▶ **Exercise directions**
Please gather and copy every line in the records below that contains the word "shirt". Case counts.

▶ **Input records**
*****
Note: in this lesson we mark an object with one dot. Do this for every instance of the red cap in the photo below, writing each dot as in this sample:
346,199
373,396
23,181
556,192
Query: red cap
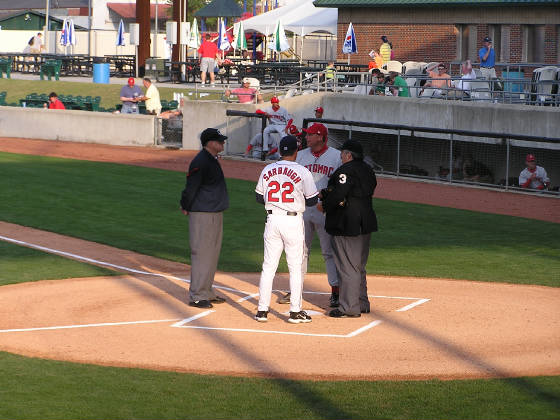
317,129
*****
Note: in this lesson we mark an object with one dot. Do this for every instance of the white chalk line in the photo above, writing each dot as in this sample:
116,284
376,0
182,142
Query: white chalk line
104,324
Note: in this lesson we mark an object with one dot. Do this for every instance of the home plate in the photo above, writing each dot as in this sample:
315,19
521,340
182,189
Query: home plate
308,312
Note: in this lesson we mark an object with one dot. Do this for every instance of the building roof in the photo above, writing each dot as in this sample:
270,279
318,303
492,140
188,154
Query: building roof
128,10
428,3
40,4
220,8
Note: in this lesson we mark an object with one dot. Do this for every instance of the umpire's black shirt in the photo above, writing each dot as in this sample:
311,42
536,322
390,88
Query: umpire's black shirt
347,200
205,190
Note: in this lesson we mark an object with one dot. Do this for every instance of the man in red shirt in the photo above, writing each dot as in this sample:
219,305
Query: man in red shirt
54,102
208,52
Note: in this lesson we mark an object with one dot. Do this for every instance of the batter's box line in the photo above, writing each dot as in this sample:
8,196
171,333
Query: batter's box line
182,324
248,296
*****
▶ **Written solution**
Note: in this lesson we mark an object with one dot. Do this for every instance of the umpire's black shirt in the photo above, writing each dot as in this sample:
Query: umpire's black shirt
Note: in this lesson we mark an object with one dot. Do this for every instance of the man in red shirt in the photo above, writing each dot as in this sample:
Query: man in red shirt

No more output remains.